▸ **What to produce**
Each line of the data below should be repeated exactly.

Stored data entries
--- START ---

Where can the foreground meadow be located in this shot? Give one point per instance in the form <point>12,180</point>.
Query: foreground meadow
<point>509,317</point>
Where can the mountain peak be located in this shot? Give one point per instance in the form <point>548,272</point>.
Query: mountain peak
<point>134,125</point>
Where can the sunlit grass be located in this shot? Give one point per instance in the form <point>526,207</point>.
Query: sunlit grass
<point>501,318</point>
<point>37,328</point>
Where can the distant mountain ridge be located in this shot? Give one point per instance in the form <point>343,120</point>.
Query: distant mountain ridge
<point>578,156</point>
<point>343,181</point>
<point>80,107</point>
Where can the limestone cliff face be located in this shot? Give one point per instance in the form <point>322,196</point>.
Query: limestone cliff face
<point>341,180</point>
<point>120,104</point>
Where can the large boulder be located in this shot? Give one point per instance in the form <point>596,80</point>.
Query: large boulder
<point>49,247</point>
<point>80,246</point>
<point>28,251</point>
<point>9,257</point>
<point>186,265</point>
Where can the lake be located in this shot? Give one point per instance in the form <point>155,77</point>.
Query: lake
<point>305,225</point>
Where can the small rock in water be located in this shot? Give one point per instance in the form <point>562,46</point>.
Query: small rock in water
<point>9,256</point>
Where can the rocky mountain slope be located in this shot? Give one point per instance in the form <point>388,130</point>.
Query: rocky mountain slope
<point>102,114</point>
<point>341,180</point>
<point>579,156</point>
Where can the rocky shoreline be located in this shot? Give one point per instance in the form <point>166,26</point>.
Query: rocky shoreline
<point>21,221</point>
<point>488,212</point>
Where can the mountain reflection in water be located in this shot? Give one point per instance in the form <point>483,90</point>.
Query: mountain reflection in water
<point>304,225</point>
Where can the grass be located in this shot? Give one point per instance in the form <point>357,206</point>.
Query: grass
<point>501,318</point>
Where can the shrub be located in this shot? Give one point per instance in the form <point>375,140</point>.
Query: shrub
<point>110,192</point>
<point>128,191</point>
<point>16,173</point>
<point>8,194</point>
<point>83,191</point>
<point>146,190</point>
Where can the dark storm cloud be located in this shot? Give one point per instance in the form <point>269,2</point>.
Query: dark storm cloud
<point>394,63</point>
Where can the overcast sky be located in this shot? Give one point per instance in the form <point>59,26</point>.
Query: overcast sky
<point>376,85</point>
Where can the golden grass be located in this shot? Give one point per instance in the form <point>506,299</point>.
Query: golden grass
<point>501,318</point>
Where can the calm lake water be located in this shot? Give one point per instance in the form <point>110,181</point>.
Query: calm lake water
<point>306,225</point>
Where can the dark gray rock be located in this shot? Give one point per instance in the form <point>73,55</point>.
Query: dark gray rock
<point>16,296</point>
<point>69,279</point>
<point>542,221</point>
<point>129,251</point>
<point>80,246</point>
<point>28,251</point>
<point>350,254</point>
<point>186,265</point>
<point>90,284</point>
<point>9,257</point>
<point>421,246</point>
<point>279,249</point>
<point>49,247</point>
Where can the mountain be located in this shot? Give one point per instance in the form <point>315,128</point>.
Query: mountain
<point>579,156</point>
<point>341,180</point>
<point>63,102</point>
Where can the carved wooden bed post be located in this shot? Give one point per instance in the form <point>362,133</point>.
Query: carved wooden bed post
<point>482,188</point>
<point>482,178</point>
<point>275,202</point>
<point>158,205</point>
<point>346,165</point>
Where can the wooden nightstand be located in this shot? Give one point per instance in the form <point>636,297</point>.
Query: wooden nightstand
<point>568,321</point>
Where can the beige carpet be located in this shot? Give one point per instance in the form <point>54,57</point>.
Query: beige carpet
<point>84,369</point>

--- END ---

▸ **Result**
Where can the foreground meadow be located in this shot? Give one point per instance in the form <point>12,180</point>.
Query: foreground meadow
<point>509,317</point>
Where can the mountain peak be located in this shot? Give one point per instance in the form <point>548,272</point>.
Query: mountain peak
<point>134,125</point>
Where can the sunlit grass be located in this shot? Give one point per instance in the form <point>526,207</point>.
Query: sunlit grass
<point>501,318</point>
<point>37,328</point>
Where can the distant mountain ridge be located in this shot? Give one point per instance in the form <point>343,120</point>.
Query: distant mountain ridge
<point>578,156</point>
<point>343,181</point>
<point>80,107</point>
Where can the limestone cliff face be located in this shot? Give one point per instance in the form <point>322,196</point>.
Query: limestone cliff face
<point>341,180</point>
<point>120,104</point>
Where can the large boulder be located in this shot? Give one point per instance in the form <point>596,80</point>.
Query: large boulder
<point>49,247</point>
<point>80,246</point>
<point>28,251</point>
<point>9,257</point>
<point>186,265</point>
Where can the lake be located in this shot? Give one point per instance in the form <point>155,77</point>.
Query: lake
<point>305,225</point>
Where can the small rock in water be located in this shot? Give one point per instance in the form <point>562,46</point>.
Query: small rock in water
<point>9,256</point>
Where can the rocky mountain slope be located in this shot? Give one point per instance in the form <point>388,130</point>.
Query: rocky mountain slope
<point>102,114</point>
<point>341,180</point>
<point>579,156</point>
Where can the rocky shoreline be located in this shot? Give one point per instance in the form <point>166,26</point>.
Query: rocky shoreline
<point>21,221</point>
<point>488,212</point>
Where can the mountain reflection in water be located in this shot? Give one point per instance in the form <point>483,90</point>.
Query: mountain reflection in water
<point>304,225</point>
Where can the grass be located in this shot? Give one point per instance in the form <point>357,206</point>.
Query: grass
<point>501,318</point>
Where can the shrub be located in this shot? Give one point per instance in the form <point>375,140</point>.
Query: shrub
<point>110,192</point>
<point>128,191</point>
<point>16,173</point>
<point>8,194</point>
<point>83,191</point>
<point>146,190</point>
Where can the dark storm cloud be located in this shot? Give one point per instance in the form <point>269,2</point>.
Query: dark storm cloud
<point>394,63</point>
Where can the overcast sky be located in this shot? Give one point per instance in the form <point>59,26</point>.
Query: overcast sky
<point>376,85</point>
Where can the golden grass be located in this shot? Give one point per instance in the form <point>506,299</point>.
Query: golden grass
<point>501,318</point>
Where can the calm lake water be located in this shot? Give one point per instance in the form <point>110,181</point>.
Query: calm lake water
<point>306,225</point>
Where can the dark gray rock be located in this shot? Give one point per instance in the form <point>73,55</point>.
Query: dark gray rock
<point>16,296</point>
<point>69,279</point>
<point>542,221</point>
<point>129,251</point>
<point>80,246</point>
<point>28,251</point>
<point>350,254</point>
<point>186,265</point>
<point>90,284</point>
<point>9,257</point>
<point>421,246</point>
<point>279,249</point>
<point>49,247</point>
Where can the mountain be located in this shot? Give one point per instance in the form <point>315,128</point>.
Query: mountain
<point>579,156</point>
<point>341,180</point>
<point>63,102</point>
Where can the carved wooden bed post be located in this shot? Give one point per instance in the form <point>362,133</point>.
Query: carved wooden bed post
<point>482,188</point>
<point>482,178</point>
<point>275,202</point>
<point>158,205</point>
<point>346,165</point>
Where can the wooden nightstand be located in this shot? Give one point per instance in the form <point>636,297</point>.
Query: wooden nightstand
<point>568,321</point>
Where can the beige carpet be located in this shot? Give one point per instance in the form <point>54,57</point>.
Query: beige carpet
<point>84,369</point>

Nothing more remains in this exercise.